DATA FOR REVIEW ::
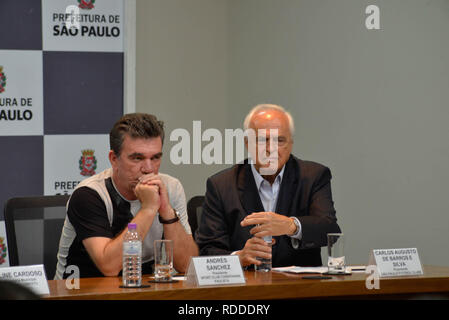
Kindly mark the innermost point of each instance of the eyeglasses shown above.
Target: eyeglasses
(262, 140)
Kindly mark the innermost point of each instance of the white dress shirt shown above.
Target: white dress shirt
(269, 194)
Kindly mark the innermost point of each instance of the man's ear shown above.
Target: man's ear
(112, 157)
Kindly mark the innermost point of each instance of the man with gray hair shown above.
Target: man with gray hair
(275, 194)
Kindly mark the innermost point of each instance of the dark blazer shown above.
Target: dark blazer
(305, 192)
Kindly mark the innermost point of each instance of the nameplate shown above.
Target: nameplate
(215, 270)
(396, 262)
(33, 277)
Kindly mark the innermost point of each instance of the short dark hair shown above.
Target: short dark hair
(137, 125)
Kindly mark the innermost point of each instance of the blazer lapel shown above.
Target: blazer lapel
(289, 186)
(247, 190)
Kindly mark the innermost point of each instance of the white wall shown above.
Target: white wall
(371, 105)
(182, 73)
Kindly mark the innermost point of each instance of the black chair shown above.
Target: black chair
(194, 211)
(33, 228)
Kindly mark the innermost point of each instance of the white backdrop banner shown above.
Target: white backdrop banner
(68, 159)
(70, 25)
(21, 99)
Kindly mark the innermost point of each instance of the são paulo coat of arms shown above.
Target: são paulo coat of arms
(2, 80)
(86, 4)
(88, 163)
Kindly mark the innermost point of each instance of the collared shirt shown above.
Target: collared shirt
(269, 194)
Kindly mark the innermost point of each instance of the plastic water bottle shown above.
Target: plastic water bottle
(132, 258)
(265, 266)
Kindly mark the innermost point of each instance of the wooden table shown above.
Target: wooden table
(269, 286)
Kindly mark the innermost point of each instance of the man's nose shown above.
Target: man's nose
(147, 166)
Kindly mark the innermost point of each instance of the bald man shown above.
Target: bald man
(276, 195)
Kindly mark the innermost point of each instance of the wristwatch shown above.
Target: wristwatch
(170, 221)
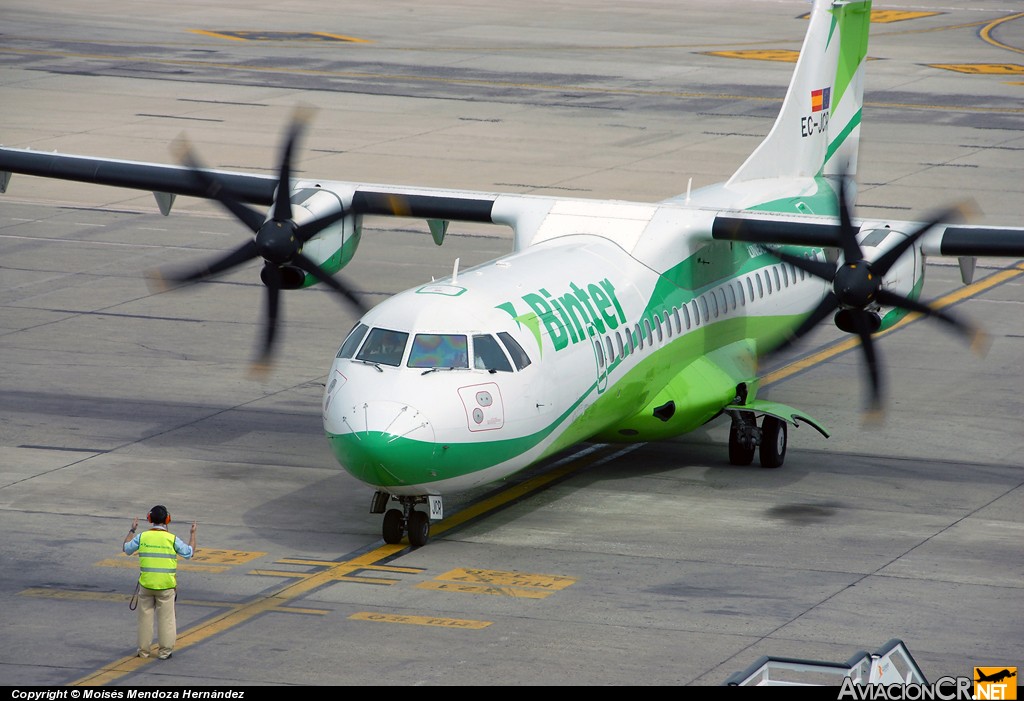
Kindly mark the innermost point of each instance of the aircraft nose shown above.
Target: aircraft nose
(384, 443)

TO DO :: Exact copy, no pictures: reproduce the whole listing above.

ANSWER AREA ::
Kindly mark the innermost point of each instance of the eyeglasses shown above.
Target: eyeglasses
(262, 140)
Kindly mark the innermost point of each instance of the white dress shirt shown above.
Target: white dress shirt
(269, 194)
Kindly mark the innermost point of each instance of the man's ear shown above.
Target: man's ear
(112, 157)
Kindly mark the innermost point of each instance of the man with gray hair shown above.
Target: man with gray hair
(275, 194)
Kindly mark the innermost point of each instance of the dark blazer shown above.
Target: dark blazer
(305, 192)
Kindly mark the innermost point of each instance of the nameplate shown above.
Target: nameplate
(215, 270)
(396, 262)
(33, 277)
Kindly mark the innermost point of each instance of the short dark hair shown above.
Target: short dark hair
(137, 125)
Kindly mark the innermost point of each instance of the blazer lapel shown above.
Target: blazer lapel
(289, 186)
(247, 190)
Kindly mark the innermost point of each instance of the white wall shown above.
Target: white wall
(371, 105)
(182, 73)
Kindly mark the innermost point of each instance of the black chair shown above.
Target: black chair
(194, 211)
(33, 228)
Kindly mark the innermost point of each instance of the white backdrop banner shown above.
Target: white backdrop banner
(68, 159)
(70, 25)
(21, 99)
Kindly mark the innermost point of each instance of the são paulo coat of arms shown above.
Target: são paulo coat of arms
(2, 80)
(86, 4)
(88, 163)
Kindly mark the innermost point of each instance of the collared shirt shown above.
Target: collared shirt
(269, 194)
Kindly mark the innermost point of each instance of the plastic water bottle shown above.
Target: plastic water bottle
(132, 258)
(265, 266)
Kindly mark the innermost point of each instance of the wooden table shown above.
Target: wooden table
(269, 286)
Kindly mark the innermost point of each instance of the man's nose shown above.
Target: man's nose
(147, 166)
Kindly mark the innermost point of each instance of the bald man shown above.
Target: bald man
(276, 195)
Kindly mark the innermost point of each instance of the wristwatch shown above.
Target: wristwatch
(170, 221)
Kindly mark the innermost point of each instance of the aircraft nose shown above.
Target: aircraft nose
(384, 443)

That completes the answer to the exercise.